*** DATASET EXCERPTS ***
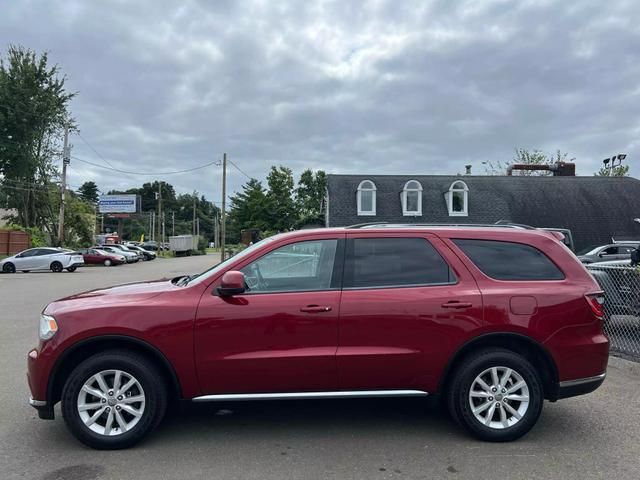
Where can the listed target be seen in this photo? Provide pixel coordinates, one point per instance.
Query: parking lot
(596, 436)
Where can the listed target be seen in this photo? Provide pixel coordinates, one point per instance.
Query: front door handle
(315, 309)
(457, 304)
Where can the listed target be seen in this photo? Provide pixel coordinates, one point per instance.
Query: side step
(309, 395)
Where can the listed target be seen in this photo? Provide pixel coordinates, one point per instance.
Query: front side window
(412, 198)
(458, 199)
(297, 267)
(509, 261)
(394, 262)
(366, 198)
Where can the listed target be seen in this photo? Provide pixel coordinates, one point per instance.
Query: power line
(145, 173)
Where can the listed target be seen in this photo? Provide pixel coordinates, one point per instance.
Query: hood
(120, 294)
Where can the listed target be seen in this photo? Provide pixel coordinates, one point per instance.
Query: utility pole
(66, 158)
(224, 195)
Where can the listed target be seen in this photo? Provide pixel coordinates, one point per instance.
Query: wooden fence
(12, 242)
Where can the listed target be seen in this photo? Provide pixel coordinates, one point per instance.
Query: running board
(310, 395)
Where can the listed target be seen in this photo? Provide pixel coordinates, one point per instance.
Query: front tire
(496, 395)
(113, 400)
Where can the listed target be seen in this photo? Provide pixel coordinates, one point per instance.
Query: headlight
(48, 327)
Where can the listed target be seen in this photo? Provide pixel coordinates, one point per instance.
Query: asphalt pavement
(595, 436)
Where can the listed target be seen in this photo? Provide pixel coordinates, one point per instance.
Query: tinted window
(393, 262)
(509, 261)
(300, 266)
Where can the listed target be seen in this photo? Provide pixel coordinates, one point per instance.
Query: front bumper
(44, 411)
(580, 386)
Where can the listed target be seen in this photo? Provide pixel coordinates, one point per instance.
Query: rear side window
(509, 261)
(394, 262)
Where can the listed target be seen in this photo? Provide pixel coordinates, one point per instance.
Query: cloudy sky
(346, 86)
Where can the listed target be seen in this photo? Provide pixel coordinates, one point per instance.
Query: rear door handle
(457, 304)
(315, 309)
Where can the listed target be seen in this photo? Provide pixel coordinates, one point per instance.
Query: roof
(593, 208)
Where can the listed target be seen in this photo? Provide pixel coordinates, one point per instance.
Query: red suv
(495, 320)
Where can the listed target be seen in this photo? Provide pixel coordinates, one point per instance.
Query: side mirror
(232, 284)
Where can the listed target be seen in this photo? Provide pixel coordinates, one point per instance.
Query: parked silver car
(605, 253)
(43, 258)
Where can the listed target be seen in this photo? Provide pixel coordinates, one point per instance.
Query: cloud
(346, 86)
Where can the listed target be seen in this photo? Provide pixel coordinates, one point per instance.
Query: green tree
(34, 108)
(89, 192)
(617, 171)
(527, 157)
(282, 208)
(310, 197)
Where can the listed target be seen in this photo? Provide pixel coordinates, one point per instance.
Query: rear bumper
(580, 386)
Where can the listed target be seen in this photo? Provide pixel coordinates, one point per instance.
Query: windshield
(221, 266)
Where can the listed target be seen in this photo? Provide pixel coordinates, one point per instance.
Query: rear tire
(97, 420)
(496, 411)
(9, 268)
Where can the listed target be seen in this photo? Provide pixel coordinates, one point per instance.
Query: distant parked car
(146, 254)
(93, 256)
(129, 256)
(42, 258)
(605, 253)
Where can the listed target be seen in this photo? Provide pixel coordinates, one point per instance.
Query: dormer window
(366, 198)
(457, 199)
(411, 199)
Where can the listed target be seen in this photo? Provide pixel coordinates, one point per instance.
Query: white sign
(117, 204)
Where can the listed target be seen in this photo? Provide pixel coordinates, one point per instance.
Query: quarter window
(394, 262)
(509, 261)
(366, 198)
(411, 198)
(296, 267)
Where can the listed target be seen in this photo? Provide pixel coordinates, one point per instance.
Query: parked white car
(42, 258)
(129, 256)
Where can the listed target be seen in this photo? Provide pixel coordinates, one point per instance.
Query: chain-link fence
(621, 285)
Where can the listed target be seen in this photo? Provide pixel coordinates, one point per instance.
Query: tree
(282, 207)
(89, 192)
(310, 197)
(617, 171)
(33, 112)
(527, 157)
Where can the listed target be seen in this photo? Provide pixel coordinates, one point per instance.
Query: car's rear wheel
(113, 399)
(496, 395)
(9, 268)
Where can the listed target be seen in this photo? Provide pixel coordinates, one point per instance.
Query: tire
(496, 422)
(9, 268)
(149, 386)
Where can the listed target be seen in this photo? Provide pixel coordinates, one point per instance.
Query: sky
(367, 87)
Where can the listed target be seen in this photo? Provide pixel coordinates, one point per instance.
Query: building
(594, 208)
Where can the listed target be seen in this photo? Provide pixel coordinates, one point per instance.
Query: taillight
(596, 302)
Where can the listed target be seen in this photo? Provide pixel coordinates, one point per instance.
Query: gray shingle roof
(594, 208)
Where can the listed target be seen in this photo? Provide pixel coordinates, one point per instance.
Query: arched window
(366, 198)
(412, 199)
(458, 199)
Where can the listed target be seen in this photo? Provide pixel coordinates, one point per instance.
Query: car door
(406, 301)
(281, 334)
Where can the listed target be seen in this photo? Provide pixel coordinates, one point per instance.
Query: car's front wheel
(496, 395)
(113, 399)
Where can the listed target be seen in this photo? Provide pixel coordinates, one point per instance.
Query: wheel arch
(82, 350)
(532, 350)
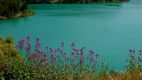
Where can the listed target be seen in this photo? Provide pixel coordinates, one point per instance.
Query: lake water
*** End of DATASET EXCERPTS ***
▶ REQUIRED ACTION
If a record holds a picture, drop the picture and return the rest of it exactly.

▶ RESULT OF THE TASK
Where can the listed target be seen in this photo? Provide pixel coordinates, one point per instance.
Query: parking lot
(596, 436)
Where can the listed target be seen in this photo? Provide pixel coordinates, one point per instance.
Query: front door handle
(315, 309)
(457, 304)
Where can the listed target be seen in this photo? Provide pixel coordinates, one point per instance.
Query: side step
(309, 395)
Where can the listed target be seen in this photo? Provide pixel coordinates, one point per instance.
Query: front side window
(412, 198)
(458, 199)
(297, 267)
(509, 261)
(394, 262)
(366, 198)
Where can the listed target be seen in this photo? Provide pixel coordinates, one point per instance.
Query: power line
(145, 173)
Where can the listed target be seen in this photo? Provide pixel coordinates, one point per instance.
Query: hood
(120, 294)
Where can the listed target be seen in this photo? Provide pixel coordinates, one point per instance.
Query: utility pole
(66, 158)
(224, 195)
Where can the listed target be seen in this photo? Provide pixel coordinates, one point per instance.
Query: wooden fence
(12, 242)
Where can the listed target be seen in this photo? Provide pixel coordinates, one point per instance.
Query: running board
(310, 395)
Where can the listed target be seen in this photo? Provide pixel coordinates, one point per instance.
Query: front tire
(496, 395)
(113, 400)
Where can the listed target be seen in this photo? Provide pixel coordinates, one point per instance.
Query: headlight
(48, 327)
Where can the listed target be seen in this photo? Provide pixel coordinates, one point per instance.
Query: asphalt pavement
(595, 436)
Where can the listed target be seen in this photo? Provide pixel coordinates, one point per instance.
Query: tinted window
(393, 262)
(509, 261)
(300, 266)
Where can the listed target be seen in this photo? Provide pixel coordinates, one point per instance.
Query: front bumper
(44, 411)
(580, 386)
Where can the listed target be seen in this photo? Provide pixel coordinates, one point per instance.
Query: rear side window
(509, 261)
(394, 262)
Where can the listed target be seen in this photo? Provide pixel coordinates, one point per instance.
Query: cloudy sky
(346, 86)
Where can the listed target be seen in this photo? Provide pixel coordinates, one point per instance.
Query: rear door handle
(457, 304)
(315, 309)
Where can the listed target be seen in this photo? Provide pixel coordinates, one point per instance.
Query: roof
(593, 208)
Where can the listed target be seen in this photo? Provide pixel coordinates, one point per instance.
Query: red suv
(495, 320)
Where can the listed target be seen in this photo? Provide pixel coordinates, one point per instance.
Query: side mirror
(232, 284)
Where can the listed target be seen in this photo? Provide pixel coordinates, one point per instance.
Query: parked silver car
(605, 253)
(43, 258)
Where can the listed target be seen in this photo? Provide pixel coordinates, one point per instance.
Query: cloud
(346, 86)
Where can the listed target be seen in this photo? Provide pixel coordinates, one point per instance.
Query: green tree
(34, 108)
(89, 192)
(617, 171)
(527, 157)
(282, 208)
(310, 197)
Where can the listed target be seen in this photo? Provide pixel coordinates, one point per instance.
Query: rear bumper
(580, 386)
Where can the listed target be seen in this photo? Provide pixel coordinates, one point per instance.
Query: windshield
(221, 266)
Where can the listed target be seen in this photo? Provide pixel coordinates, one point per instance.
Query: rear tire
(97, 420)
(496, 411)
(9, 268)
Where can the listed target be seen in this photo? Provide pixel coordinates, one point per instance.
Query: distant parked car
(146, 254)
(93, 256)
(129, 256)
(42, 258)
(605, 253)
Where can the listed target be seen in this photo? Provide pixel coordinates, one point per instance.
Query: dormer window
(366, 198)
(457, 199)
(411, 199)
Where can the listed target be seen in this photo? Provide pixel coordinates, one point per instance.
Query: white sign
(117, 204)
Where can the listed target be seen in this photo? Provide pixel coordinates, one point per instance.
Query: quarter window
(394, 262)
(509, 261)
(366, 198)
(411, 198)
(296, 267)
Where can the listed target be seen in this photo? Provide pixel coordinates, one point per instance.
Query: parked white car
(42, 258)
(129, 256)
Where can the listed target be seen in this photo? Provide pixel coordinates, one point per instance.
Query: chain-link fence
(621, 285)
Where can the listed target be seen in this photo? Provide pixel coordinates, one point per instance.
Query: tree
(282, 207)
(89, 192)
(310, 197)
(617, 171)
(33, 112)
(527, 157)
Where can the listed target be seen in this photo? Provide pixel coordinates, one point per instance.
Query: car's rear wheel
(113, 399)
(496, 395)
(9, 268)
Where can the listed target be seen in this photo? Provide pixel coordinates, one point per instance.
Query: tire
(496, 422)
(9, 268)
(149, 386)
Where can the listed target be seen in this photo? Provide pixel coordinates, one point per instance.
Query: sky
(367, 87)
Where can the listed target be seen in this photo? Provide pixel coordinates, one point per instance.
Query: building
(594, 208)
Where can the listed target be seen in this photo? Provide pixel coordinates, one point per instance.
Query: taillight
(596, 302)
Where can the listed target be seen in this photo? Provide pixel coordinates, one point per instance.
Query: gray shingle roof
(594, 208)
Where can the listed target be seen in this photo? Provide pixel coordinates, one point per instance.
Query: arched window
(366, 198)
(412, 199)
(458, 199)
Where can the listed target be seen in this photo? Provide pixel coordinates, one point per instance.
Query: car door
(406, 301)
(281, 334)
Where can the listed target be seen in this photo? Provide pixel coordinates, one point per instance.
Query: car's front wheel
(496, 395)
(113, 399)
Where can the listed target be seen in this photo? Provide pixel coordinates, one point per instance.
Query: wheel arch
(82, 350)
(532, 350)
Where can the listed target be seen in this photo? Provide pixel coordinates, one point per instance.
Query: lake water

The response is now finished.